◆ Work to complete: Search the data for "blurred". Return each matching line.

◆ Records to use:

--- --- ---

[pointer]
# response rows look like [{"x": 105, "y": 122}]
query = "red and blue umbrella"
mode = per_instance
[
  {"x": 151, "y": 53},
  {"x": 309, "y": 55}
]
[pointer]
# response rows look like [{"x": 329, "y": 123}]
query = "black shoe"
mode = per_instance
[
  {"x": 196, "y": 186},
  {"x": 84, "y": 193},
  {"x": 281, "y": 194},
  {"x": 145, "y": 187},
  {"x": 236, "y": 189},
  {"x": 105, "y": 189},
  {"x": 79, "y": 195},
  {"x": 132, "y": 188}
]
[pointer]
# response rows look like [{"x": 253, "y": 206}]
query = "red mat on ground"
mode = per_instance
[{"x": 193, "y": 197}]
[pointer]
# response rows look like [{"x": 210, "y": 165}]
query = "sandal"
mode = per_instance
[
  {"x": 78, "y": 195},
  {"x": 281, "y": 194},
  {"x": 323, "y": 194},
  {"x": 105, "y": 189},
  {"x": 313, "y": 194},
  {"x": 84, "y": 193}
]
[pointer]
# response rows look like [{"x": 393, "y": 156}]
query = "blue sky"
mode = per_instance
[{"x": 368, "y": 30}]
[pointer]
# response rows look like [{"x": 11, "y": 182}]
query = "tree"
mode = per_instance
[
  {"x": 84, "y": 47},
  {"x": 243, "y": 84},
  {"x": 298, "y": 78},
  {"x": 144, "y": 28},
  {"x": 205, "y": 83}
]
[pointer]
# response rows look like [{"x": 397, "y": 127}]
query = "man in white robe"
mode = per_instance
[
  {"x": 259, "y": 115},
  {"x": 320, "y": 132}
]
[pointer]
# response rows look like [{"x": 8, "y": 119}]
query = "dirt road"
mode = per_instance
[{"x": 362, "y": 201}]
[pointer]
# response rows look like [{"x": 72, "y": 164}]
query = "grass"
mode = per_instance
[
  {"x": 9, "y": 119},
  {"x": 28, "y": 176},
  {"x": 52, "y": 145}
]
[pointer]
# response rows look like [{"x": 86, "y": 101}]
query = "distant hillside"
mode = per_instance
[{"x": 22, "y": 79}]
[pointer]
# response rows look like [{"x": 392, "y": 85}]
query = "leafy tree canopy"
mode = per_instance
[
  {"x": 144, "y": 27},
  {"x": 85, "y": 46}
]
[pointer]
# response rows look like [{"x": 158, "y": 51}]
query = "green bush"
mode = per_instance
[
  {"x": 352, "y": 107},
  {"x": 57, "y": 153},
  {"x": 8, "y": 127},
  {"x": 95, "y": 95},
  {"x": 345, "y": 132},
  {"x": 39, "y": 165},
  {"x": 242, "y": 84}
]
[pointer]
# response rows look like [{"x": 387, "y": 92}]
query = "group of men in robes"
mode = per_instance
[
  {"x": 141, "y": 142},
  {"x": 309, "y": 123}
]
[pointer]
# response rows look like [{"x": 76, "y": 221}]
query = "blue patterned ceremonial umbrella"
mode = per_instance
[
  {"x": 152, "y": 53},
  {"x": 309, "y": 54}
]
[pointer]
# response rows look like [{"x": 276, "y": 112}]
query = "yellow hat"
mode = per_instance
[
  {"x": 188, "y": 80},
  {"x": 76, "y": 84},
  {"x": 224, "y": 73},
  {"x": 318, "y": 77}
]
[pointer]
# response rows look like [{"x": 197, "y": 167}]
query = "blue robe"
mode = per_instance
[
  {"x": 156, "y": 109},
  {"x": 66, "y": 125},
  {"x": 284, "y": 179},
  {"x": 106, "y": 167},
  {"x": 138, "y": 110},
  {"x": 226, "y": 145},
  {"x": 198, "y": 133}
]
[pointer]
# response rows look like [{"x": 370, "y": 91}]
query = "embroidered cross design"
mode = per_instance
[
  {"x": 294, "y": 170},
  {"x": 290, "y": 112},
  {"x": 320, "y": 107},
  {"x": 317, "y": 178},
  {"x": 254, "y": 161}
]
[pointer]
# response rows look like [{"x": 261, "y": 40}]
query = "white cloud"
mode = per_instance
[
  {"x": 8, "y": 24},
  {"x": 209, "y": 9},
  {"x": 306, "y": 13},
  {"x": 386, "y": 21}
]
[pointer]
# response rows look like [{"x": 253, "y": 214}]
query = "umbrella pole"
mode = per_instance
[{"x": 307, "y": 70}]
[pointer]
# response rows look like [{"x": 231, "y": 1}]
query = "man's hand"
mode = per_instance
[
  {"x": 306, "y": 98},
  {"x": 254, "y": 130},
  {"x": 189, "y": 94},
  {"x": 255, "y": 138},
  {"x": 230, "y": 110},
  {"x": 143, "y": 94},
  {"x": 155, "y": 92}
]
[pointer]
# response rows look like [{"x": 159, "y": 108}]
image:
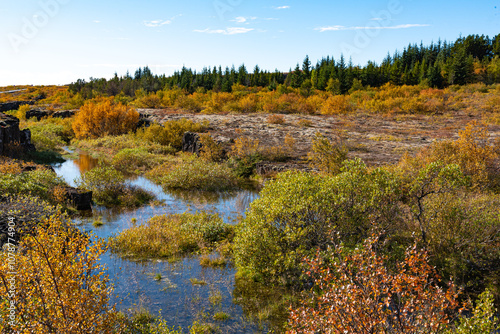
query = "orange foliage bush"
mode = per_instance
[
  {"x": 60, "y": 286},
  {"x": 104, "y": 117},
  {"x": 358, "y": 293}
]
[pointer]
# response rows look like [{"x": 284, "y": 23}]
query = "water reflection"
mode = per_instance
[{"x": 181, "y": 303}]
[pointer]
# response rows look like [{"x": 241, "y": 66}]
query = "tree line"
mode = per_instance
[{"x": 469, "y": 59}]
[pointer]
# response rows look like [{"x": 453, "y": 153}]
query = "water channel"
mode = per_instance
[{"x": 135, "y": 287}]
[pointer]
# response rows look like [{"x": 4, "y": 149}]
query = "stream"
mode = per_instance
[{"x": 179, "y": 302}]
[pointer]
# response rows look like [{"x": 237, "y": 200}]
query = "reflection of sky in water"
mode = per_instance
[{"x": 179, "y": 301}]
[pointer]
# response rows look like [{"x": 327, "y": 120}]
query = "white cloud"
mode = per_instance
[
  {"x": 341, "y": 28},
  {"x": 227, "y": 31},
  {"x": 156, "y": 23},
  {"x": 242, "y": 19},
  {"x": 239, "y": 19}
]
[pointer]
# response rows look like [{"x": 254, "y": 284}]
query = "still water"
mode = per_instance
[{"x": 180, "y": 302}]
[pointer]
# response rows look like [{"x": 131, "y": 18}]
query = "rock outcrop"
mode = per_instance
[
  {"x": 13, "y": 105},
  {"x": 13, "y": 142},
  {"x": 80, "y": 199},
  {"x": 191, "y": 142},
  {"x": 38, "y": 113}
]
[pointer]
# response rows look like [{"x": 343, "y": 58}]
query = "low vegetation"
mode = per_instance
[
  {"x": 173, "y": 236},
  {"x": 109, "y": 188},
  {"x": 191, "y": 173}
]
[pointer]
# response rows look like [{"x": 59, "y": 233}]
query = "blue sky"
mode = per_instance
[{"x": 60, "y": 41}]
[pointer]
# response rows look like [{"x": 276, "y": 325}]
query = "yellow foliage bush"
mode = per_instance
[
  {"x": 471, "y": 151},
  {"x": 337, "y": 104},
  {"x": 104, "y": 117},
  {"x": 210, "y": 149},
  {"x": 60, "y": 286}
]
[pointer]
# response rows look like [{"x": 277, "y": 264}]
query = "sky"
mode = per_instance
[{"x": 56, "y": 42}]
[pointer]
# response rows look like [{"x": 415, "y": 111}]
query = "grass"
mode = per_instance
[
  {"x": 195, "y": 281},
  {"x": 173, "y": 236},
  {"x": 109, "y": 189},
  {"x": 221, "y": 316},
  {"x": 192, "y": 173}
]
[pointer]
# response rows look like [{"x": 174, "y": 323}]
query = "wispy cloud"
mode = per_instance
[
  {"x": 156, "y": 23},
  {"x": 159, "y": 23},
  {"x": 342, "y": 28},
  {"x": 242, "y": 19},
  {"x": 227, "y": 31}
]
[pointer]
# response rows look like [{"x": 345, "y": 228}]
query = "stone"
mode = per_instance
[
  {"x": 13, "y": 142},
  {"x": 14, "y": 105},
  {"x": 38, "y": 113},
  {"x": 191, "y": 143},
  {"x": 63, "y": 114},
  {"x": 81, "y": 200}
]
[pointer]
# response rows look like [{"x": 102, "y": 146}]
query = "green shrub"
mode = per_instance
[
  {"x": 40, "y": 183},
  {"x": 327, "y": 156},
  {"x": 50, "y": 134},
  {"x": 483, "y": 319},
  {"x": 192, "y": 173},
  {"x": 136, "y": 160},
  {"x": 171, "y": 132},
  {"x": 108, "y": 146},
  {"x": 297, "y": 211},
  {"x": 173, "y": 235}
]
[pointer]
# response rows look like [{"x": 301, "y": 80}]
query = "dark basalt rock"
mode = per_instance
[
  {"x": 13, "y": 142},
  {"x": 81, "y": 200},
  {"x": 38, "y": 113},
  {"x": 191, "y": 143},
  {"x": 266, "y": 167},
  {"x": 63, "y": 114},
  {"x": 14, "y": 105}
]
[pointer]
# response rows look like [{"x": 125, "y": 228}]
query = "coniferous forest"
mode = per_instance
[{"x": 469, "y": 59}]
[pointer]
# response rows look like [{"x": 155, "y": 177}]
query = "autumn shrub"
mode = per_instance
[
  {"x": 61, "y": 287},
  {"x": 109, "y": 188},
  {"x": 297, "y": 211},
  {"x": 171, "y": 236},
  {"x": 217, "y": 101},
  {"x": 9, "y": 166},
  {"x": 362, "y": 291},
  {"x": 477, "y": 158},
  {"x": 193, "y": 173},
  {"x": 51, "y": 134},
  {"x": 136, "y": 160},
  {"x": 104, "y": 117},
  {"x": 482, "y": 320},
  {"x": 337, "y": 104},
  {"x": 27, "y": 212},
  {"x": 326, "y": 155},
  {"x": 148, "y": 101},
  {"x": 463, "y": 233},
  {"x": 39, "y": 183},
  {"x": 248, "y": 104},
  {"x": 171, "y": 132},
  {"x": 210, "y": 149},
  {"x": 108, "y": 146}
]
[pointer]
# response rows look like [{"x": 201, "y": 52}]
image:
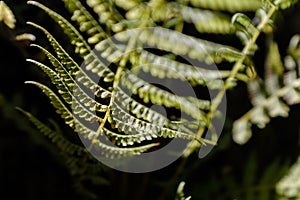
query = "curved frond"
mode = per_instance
[{"x": 228, "y": 5}]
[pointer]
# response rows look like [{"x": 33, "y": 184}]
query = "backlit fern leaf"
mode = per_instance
[
  {"x": 113, "y": 69},
  {"x": 272, "y": 99}
]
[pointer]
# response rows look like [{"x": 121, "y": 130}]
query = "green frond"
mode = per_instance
[
  {"x": 76, "y": 39},
  {"x": 228, "y": 5},
  {"x": 207, "y": 21},
  {"x": 106, "y": 12},
  {"x": 66, "y": 79},
  {"x": 179, "y": 193},
  {"x": 86, "y": 22},
  {"x": 62, "y": 143},
  {"x": 289, "y": 186},
  {"x": 163, "y": 67},
  {"x": 155, "y": 95},
  {"x": 176, "y": 43},
  {"x": 72, "y": 67}
]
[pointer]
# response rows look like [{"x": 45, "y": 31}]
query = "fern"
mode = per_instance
[
  {"x": 107, "y": 96},
  {"x": 272, "y": 98}
]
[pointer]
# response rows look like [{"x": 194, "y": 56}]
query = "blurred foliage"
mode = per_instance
[{"x": 230, "y": 171}]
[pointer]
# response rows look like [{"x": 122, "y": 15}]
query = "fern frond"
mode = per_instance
[
  {"x": 104, "y": 149},
  {"x": 227, "y": 5},
  {"x": 86, "y": 22},
  {"x": 72, "y": 67},
  {"x": 289, "y": 186},
  {"x": 7, "y": 16},
  {"x": 281, "y": 82},
  {"x": 76, "y": 39},
  {"x": 177, "y": 43},
  {"x": 63, "y": 144},
  {"x": 73, "y": 87},
  {"x": 155, "y": 95},
  {"x": 208, "y": 21},
  {"x": 162, "y": 67}
]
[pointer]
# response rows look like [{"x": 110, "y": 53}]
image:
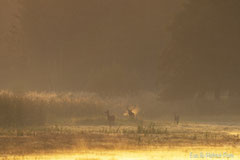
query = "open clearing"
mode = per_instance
[{"x": 150, "y": 140}]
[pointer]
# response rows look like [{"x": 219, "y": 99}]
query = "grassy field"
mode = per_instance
[
  {"x": 150, "y": 137},
  {"x": 49, "y": 125}
]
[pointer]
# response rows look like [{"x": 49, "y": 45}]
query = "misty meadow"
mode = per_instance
[{"x": 117, "y": 80}]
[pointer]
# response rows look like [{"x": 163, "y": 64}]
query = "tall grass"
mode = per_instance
[{"x": 39, "y": 108}]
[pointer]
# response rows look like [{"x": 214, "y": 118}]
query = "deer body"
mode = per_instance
[
  {"x": 131, "y": 114},
  {"x": 110, "y": 118},
  {"x": 176, "y": 119}
]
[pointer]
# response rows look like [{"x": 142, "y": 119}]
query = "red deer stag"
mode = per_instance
[
  {"x": 176, "y": 118},
  {"x": 110, "y": 118},
  {"x": 131, "y": 114}
]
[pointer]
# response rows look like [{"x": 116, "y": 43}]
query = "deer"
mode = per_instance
[
  {"x": 110, "y": 118},
  {"x": 131, "y": 114},
  {"x": 176, "y": 118}
]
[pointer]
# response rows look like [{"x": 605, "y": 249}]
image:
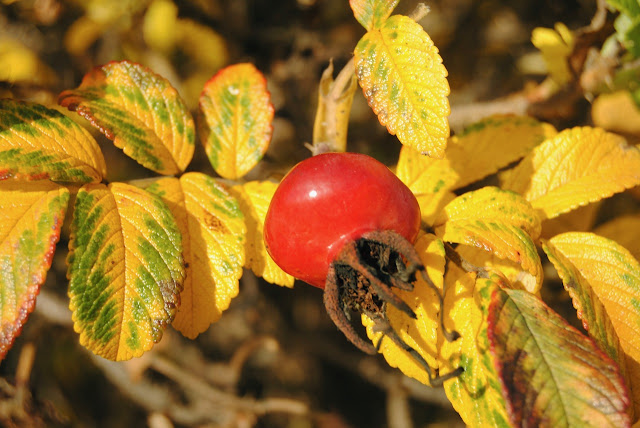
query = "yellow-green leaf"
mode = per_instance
[
  {"x": 476, "y": 394},
  {"x": 254, "y": 198},
  {"x": 332, "y": 114},
  {"x": 372, "y": 13},
  {"x": 405, "y": 83},
  {"x": 551, "y": 374},
  {"x": 213, "y": 228},
  {"x": 493, "y": 143},
  {"x": 125, "y": 269},
  {"x": 236, "y": 120},
  {"x": 419, "y": 333},
  {"x": 574, "y": 168},
  {"x": 494, "y": 220},
  {"x": 614, "y": 276},
  {"x": 625, "y": 230},
  {"x": 590, "y": 309},
  {"x": 140, "y": 111},
  {"x": 429, "y": 179},
  {"x": 31, "y": 215},
  {"x": 39, "y": 143}
]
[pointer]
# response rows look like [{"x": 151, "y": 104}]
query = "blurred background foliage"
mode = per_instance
[{"x": 272, "y": 344}]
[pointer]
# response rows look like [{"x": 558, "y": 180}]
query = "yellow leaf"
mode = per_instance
[
  {"x": 125, "y": 269},
  {"x": 494, "y": 220},
  {"x": 41, "y": 143},
  {"x": 616, "y": 112},
  {"x": 429, "y": 179},
  {"x": 213, "y": 227},
  {"x": 159, "y": 26},
  {"x": 625, "y": 230},
  {"x": 31, "y": 215},
  {"x": 492, "y": 143},
  {"x": 140, "y": 111},
  {"x": 332, "y": 113},
  {"x": 254, "y": 198},
  {"x": 372, "y": 13},
  {"x": 580, "y": 219},
  {"x": 555, "y": 45},
  {"x": 405, "y": 83},
  {"x": 614, "y": 276},
  {"x": 574, "y": 168},
  {"x": 236, "y": 112},
  {"x": 476, "y": 394},
  {"x": 419, "y": 333},
  {"x": 517, "y": 277}
]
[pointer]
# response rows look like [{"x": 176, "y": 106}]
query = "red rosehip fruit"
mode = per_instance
[{"x": 331, "y": 199}]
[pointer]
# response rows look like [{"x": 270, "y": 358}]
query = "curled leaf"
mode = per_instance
[
  {"x": 574, "y": 168},
  {"x": 405, "y": 83},
  {"x": 494, "y": 220},
  {"x": 39, "y": 143},
  {"x": 125, "y": 269},
  {"x": 31, "y": 215},
  {"x": 614, "y": 276},
  {"x": 551, "y": 374},
  {"x": 237, "y": 112},
  {"x": 140, "y": 111}
]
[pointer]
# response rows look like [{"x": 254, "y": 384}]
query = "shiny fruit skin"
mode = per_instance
[{"x": 328, "y": 200}]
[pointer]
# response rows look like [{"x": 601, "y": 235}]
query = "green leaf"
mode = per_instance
[
  {"x": 31, "y": 215},
  {"x": 40, "y": 143},
  {"x": 405, "y": 83},
  {"x": 372, "y": 13},
  {"x": 591, "y": 311},
  {"x": 551, "y": 374},
  {"x": 125, "y": 269},
  {"x": 237, "y": 112},
  {"x": 214, "y": 233},
  {"x": 140, "y": 111}
]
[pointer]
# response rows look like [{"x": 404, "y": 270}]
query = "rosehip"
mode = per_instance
[
  {"x": 345, "y": 223},
  {"x": 329, "y": 200}
]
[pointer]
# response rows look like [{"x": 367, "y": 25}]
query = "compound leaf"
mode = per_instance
[
  {"x": 125, "y": 269},
  {"x": 210, "y": 219},
  {"x": 236, "y": 120},
  {"x": 405, "y": 83},
  {"x": 372, "y": 13},
  {"x": 40, "y": 143},
  {"x": 254, "y": 198},
  {"x": 419, "y": 333},
  {"x": 495, "y": 220},
  {"x": 551, "y": 374},
  {"x": 574, "y": 168},
  {"x": 475, "y": 394},
  {"x": 493, "y": 143},
  {"x": 614, "y": 276},
  {"x": 140, "y": 111},
  {"x": 31, "y": 215},
  {"x": 430, "y": 180}
]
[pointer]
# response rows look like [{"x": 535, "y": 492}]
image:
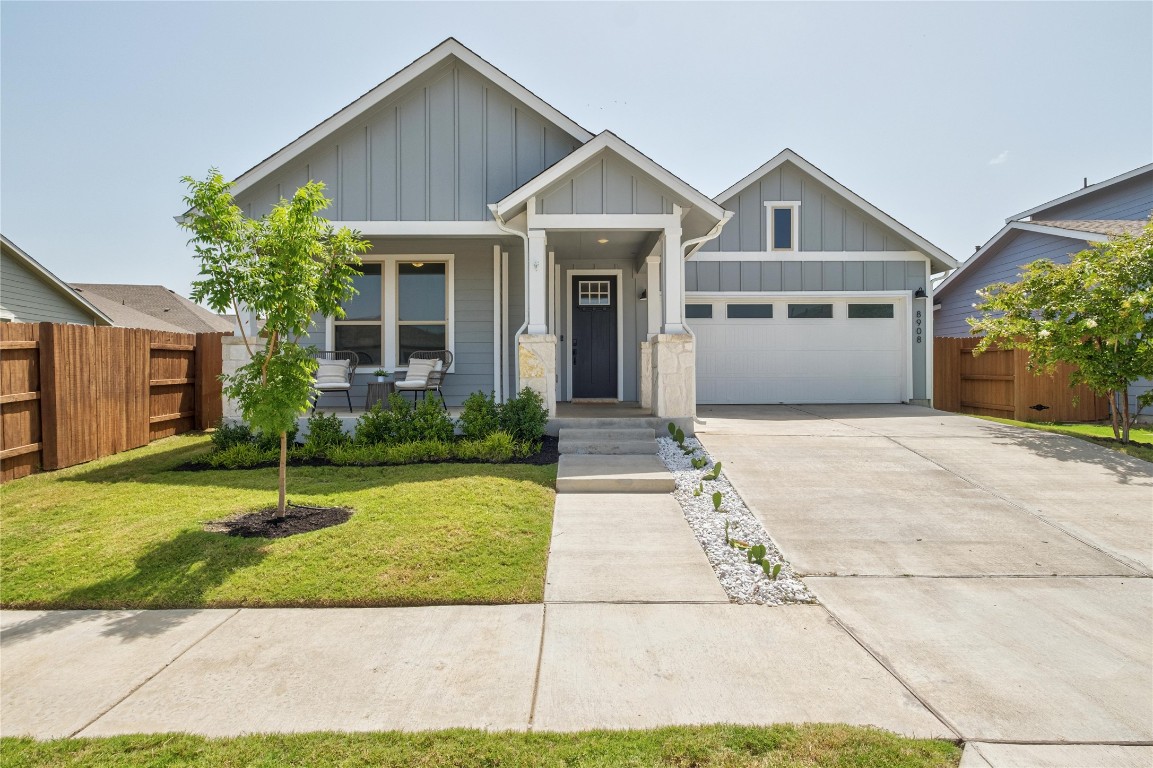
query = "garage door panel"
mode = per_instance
[{"x": 800, "y": 360}]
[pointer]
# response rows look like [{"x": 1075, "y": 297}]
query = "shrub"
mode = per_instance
[
  {"x": 480, "y": 418},
  {"x": 227, "y": 435},
  {"x": 324, "y": 431},
  {"x": 431, "y": 421},
  {"x": 525, "y": 416}
]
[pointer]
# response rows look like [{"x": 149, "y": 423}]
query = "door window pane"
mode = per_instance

--- --- ---

◆ Answer box:
query = "blurred foliage"
query = "blurred background foliage"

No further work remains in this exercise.